• DOCUMENT SEGMENT:
·····

When Buchanan Deputy Mayor Richard Funchion recalled working at the World Trade Center on September 11, 2001, he conjured stark memories he will never forget.
Saturday was the 20th anniversary of 9/11 when 2,996 people lost their lives and another 25,000 were injured when four U.S. commercial airplanes were hijacked and carried out suicide attacks by crashing into the WTC, the Pentagon and in a field in Shanksville, Pennsylvania. The attacks were orchestrated by al Qaeda leader Osama bin Laden.
Funchion, a 9/11 survivor, shared some of his most stark and unforgettable images of that day with a large crowd gathered at the Tri-Municipal 9/11 Memorial Ceremony at Croton Landing.
“There was an explosion and the whole area shook, the world turned white and the top of the tower went up in flames,” Funchion recalled.
As a U.S. Customs supervisor in a building near tower one, Funchion’s job was to get all his staffers safely out. When everyone had been evacuated, he looked up and saw tons of falling debris and heard a deafening explosion as the second plane hit the second tower.
“Of the many images that have stayed with me all these years was the thousands of women’s high heel shoes strewn all over,” Funchion said. “Women had no time to change into flat shoes and they couldn’t run in heels as they were making their way towards the river, one of the escape routes.”
Funchion told a stunned audience the horrific sight of people jumping off the second tower. “And the fire engines never stopped coming. The people who got out were panicked and were fleeing towards the river where water taxis became overloaded. Those at the river witnessed the second tower being struck by a plane.”

·····

• Saved entries:

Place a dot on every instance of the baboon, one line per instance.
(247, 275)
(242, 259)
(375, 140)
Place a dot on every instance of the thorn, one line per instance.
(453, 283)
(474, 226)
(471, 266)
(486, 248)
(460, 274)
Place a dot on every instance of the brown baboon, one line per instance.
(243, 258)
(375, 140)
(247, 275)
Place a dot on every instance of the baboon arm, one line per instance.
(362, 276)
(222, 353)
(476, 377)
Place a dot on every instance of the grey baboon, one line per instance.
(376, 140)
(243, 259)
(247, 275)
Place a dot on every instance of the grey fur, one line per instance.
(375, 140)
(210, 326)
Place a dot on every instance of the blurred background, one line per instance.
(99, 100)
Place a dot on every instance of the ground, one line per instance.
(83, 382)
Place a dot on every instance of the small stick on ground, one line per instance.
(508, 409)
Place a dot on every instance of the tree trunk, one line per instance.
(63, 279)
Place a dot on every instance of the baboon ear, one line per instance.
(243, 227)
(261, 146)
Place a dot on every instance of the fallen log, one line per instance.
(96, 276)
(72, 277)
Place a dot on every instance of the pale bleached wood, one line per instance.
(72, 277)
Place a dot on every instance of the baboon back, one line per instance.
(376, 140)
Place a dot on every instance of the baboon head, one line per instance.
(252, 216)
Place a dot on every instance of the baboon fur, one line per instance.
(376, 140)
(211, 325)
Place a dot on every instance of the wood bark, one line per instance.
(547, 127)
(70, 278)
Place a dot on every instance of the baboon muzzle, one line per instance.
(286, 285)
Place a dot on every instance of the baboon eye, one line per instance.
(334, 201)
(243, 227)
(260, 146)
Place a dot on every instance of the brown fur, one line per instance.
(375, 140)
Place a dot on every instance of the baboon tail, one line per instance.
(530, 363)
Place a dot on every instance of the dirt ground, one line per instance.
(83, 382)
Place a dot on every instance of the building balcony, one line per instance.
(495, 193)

·····

• EXERCISE REQUIREMENTS:
a – In the 9/11 memorial article, reproduce the passage starting at "When Buchanan Deputy" and ending at "Osama bin Laden.", substituting "passenger jets" for "commercial airplanes".
b – According to the 9/11 memorial article, what position did Funchion hold at the time of the attacks?
c – Write what comes next in the 9/11 memorial article, continuing after its final sentence.

• ANSWERS PROVIDED:
a –
When Buchanan Deputy Mayor Richard Funchion recalled working at the World Trade Center on September 11, 2001, he conjured stark memories he will never forget.
Saturday was the 20th anniversary of 9/11 when 2,996 people lost their lives and another 25,000 were injured when four U.S. passenger jets were hijacked and carried out suicide attacks by crashing into the WTC, the Pentagon and in a field in Shanksville, Pennsylvania. The attacks were orchestrated by al Qaeda leader Osama bin Laden.

b – He was a U.S. Customs supervisor.

c –
Suffering a painful and agonizing aftermath, Funchion was diagnosed with cancer from exposure to toxins in the air at Ground Zero. He was treated and has been cancer-free for four years. But he suffered from PTSD for years before he began treatment. “I waited too long to get help. But I thank my wife and family who got me through this,” he said.
The ceremony honoring the victims of 9/11 was held at the “Reaching Through the Shadow” Memorial at Croton Landing Park in Croton-on-Hudson and started with a procession led by Bagpiper Joe Brady, followed by the Color Guard lead by members of the Buchanan Engine Company, Continental Fire Department, Croton-on-Hudson Fire Department, Lake Mohegan Fire Department, Montrose Fire Department and Verplanck Fire Department.
The three municipalities that organized the afternoon ceremony were the Town of Cortlandt and the villages of Buchanan and Croton-on-Hudson. Ringing the remembrance bell was Angela Outhouse of the Buchanan Engine Company.
In a special appearance by Westchester County Executive George Latimer, he acknowledged “That tragic day 20 years ago changed our lives forever.” He pulled out his cell phone and re-imagined passengers on the deadly planes calling their loved ones for the last time. “You’d be saying you were sorry you couldn’t see your kids grow up or you wouldn’t be at your daughter’s wedding or watching football next Thanksgiving. They had only two minutes to live and they were conscious of it. We can’t let this fade,” Latimer said.
Supervisor Linda Puglisi introduced officials and dignitaries including Buchanan Mayor Theresa Knickerbocker and Croton-on-Hudson Mayor Brian Pugh. Others attending were Assemblywoman Sandra Galef (D -95), New York State Senator Pete Harckham (D-40) and Westchester County Legislator Colin Smith (D-1). Most praised first responders who, without hesitation, gave their lives to save others. All thanked current first responders who dealt with the COVID-19 at the height of the outbreak last year.
Puglisi also recognized those in the audience who lost loved ones on 9/11 and thanked all first responders. “We wouldn’t be here if it wasn’t for your passion and compassion,” she said.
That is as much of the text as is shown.